**Goal:**
Reproduce all of the listing below without alteration.

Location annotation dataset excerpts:
[START]
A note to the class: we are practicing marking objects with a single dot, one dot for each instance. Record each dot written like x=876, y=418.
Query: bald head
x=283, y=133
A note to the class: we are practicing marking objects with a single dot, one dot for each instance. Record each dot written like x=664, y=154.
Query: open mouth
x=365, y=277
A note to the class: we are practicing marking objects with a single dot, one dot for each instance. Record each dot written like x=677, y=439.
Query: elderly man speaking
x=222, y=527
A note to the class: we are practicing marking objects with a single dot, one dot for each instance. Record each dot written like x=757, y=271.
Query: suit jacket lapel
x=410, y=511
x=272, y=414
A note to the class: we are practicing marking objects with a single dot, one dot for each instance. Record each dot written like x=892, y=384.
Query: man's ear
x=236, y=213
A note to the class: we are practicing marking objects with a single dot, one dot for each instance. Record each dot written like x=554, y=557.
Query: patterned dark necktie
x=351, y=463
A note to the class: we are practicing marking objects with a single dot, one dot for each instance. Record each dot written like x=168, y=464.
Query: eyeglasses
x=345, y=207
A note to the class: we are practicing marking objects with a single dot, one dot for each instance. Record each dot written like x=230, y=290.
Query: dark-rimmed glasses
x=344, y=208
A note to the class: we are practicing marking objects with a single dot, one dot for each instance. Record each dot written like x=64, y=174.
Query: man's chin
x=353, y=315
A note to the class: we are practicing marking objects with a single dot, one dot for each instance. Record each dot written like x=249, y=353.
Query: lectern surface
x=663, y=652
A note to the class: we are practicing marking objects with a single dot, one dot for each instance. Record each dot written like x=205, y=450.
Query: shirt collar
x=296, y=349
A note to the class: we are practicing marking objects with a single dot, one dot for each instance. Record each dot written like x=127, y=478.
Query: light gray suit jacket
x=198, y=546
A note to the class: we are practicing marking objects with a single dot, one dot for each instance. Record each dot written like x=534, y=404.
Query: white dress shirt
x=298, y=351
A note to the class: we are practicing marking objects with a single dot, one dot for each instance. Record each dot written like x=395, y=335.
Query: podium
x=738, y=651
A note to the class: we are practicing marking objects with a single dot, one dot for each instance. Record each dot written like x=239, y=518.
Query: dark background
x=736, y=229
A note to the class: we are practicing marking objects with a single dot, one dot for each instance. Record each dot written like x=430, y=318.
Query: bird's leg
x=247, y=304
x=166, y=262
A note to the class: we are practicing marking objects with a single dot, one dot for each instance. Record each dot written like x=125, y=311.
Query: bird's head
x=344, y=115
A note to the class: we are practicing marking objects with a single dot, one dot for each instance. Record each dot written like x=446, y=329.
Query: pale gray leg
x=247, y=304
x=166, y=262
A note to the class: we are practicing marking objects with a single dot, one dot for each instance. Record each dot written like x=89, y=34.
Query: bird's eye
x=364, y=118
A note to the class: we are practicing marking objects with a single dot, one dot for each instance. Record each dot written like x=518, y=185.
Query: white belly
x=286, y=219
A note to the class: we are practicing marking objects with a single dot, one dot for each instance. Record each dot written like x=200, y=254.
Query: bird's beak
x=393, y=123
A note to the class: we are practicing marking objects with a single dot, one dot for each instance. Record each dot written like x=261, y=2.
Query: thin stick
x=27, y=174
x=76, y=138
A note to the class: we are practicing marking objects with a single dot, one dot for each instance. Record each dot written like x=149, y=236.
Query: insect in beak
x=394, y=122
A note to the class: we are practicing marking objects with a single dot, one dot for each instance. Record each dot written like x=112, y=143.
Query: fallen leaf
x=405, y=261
[END]
**Exercise output:**
A note to the class: we are practicing marking objects with a single dot, one dot for each instance. Record each dot written like x=876, y=418.
Query: bald head
x=283, y=133
A note to the class: we are practicing marking objects with a single dot, one dot for each instance. Record each dot written like x=664, y=154.
Query: open mouth
x=365, y=277
A note to the class: we are practicing marking objects with a single dot, one dot for each instance. Record each dot written like x=677, y=439.
Query: elderly man speaking
x=222, y=527
A note to the class: we are practicing marking objects with a single dot, one dot for each instance. Record each dot written like x=757, y=271.
Query: suit jacket lapel
x=410, y=511
x=272, y=414
A note to the class: we are practicing marking objects with a single dot, one dot for each instance. Record each dot written like x=892, y=384.
Query: man's ear
x=236, y=213
A note to the class: we are practicing marking objects with a single dot, one dot for each instance. Record each dot written like x=554, y=557.
Query: patterned dark necktie
x=351, y=463
A note to the class: we are practicing marking objects with a single dot, one dot for each instance. Record each dot written like x=168, y=464.
Query: eyeglasses
x=345, y=207
A note to the class: we are practicing marking objects with a single dot, one dot for each instance. Record each dot written like x=230, y=290.
Query: dark-rimmed glasses
x=344, y=208
A note to the class: we are practicing marking objects with a single dot, one dot for each instance. Record each dot written like x=64, y=174.
Query: man's chin
x=353, y=315
A note to the class: we are practicing marking objects with a single dot, one dot for each instance. Record each dot written like x=249, y=353.
Query: lectern surface
x=663, y=652
A note to the class: we are practicing marking objects with a single dot, one dot for each instance. Record each dot written like x=205, y=450.
Query: shirt collar
x=296, y=349
A note to the class: we are practicing marking objects with a single dot, one dot for each instance. Record each dot written like x=127, y=478.
Query: light gray suit jacket
x=198, y=546
A note to the class: we are practicing marking objects with a single dot, one dot for each instance. Record each dot written like x=534, y=404.
Query: white dress shirt
x=298, y=351
A note to the class: we are practicing marking objects with a single dot, one dot for each instance. Record each dot written like x=395, y=335.
Query: podium
x=738, y=651
A note to the class: we are practicing marking objects with a single dot, one dot for each instance. Record each dot written like x=239, y=518.
Query: dark background
x=736, y=229
A note to the class: we are practicing marking objects with a single dot, one dot for each instance. Record each dot written like x=430, y=318.
Query: bird's leg
x=247, y=304
x=166, y=262
A note to the class: we are practicing marking objects with a single dot, one dot for each instance. Record each dot written like x=125, y=311.
Query: bird's head
x=344, y=115
A note to the class: we are practicing marking objects with a single dot, one dot for each instance. Record each dot written like x=446, y=329.
Query: pale gray leg
x=247, y=304
x=166, y=262
A note to the class: we are practicing marking objects with a single dot, one dot for each instance. Record each dot written like x=89, y=34.
Query: bird's eye
x=364, y=118
A note to the class: we are practicing marking objects with a single dot, one dot for each instance. Record each dot written like x=518, y=185.
Query: white belly
x=286, y=219
A note to the class: we are practicing marking objects with a single dot, one dot for each instance. Record each dot written like x=200, y=254.
Query: bird's beak
x=393, y=123
A note to the class: we are practicing marking objects with a single dot, one dot for each instance. Record each dot written like x=261, y=2.
Query: thin stick
x=27, y=174
x=76, y=138
A note to the class: we are practicing marking objects with a single dot, one dot for each instance. Record each dot written like x=149, y=236.
Query: insect in beak
x=394, y=122
A note to the class: we are practicing marking objects with a single dot, one dot for each instance. Record each dot written like x=112, y=143.
Query: fallen leaf
x=405, y=261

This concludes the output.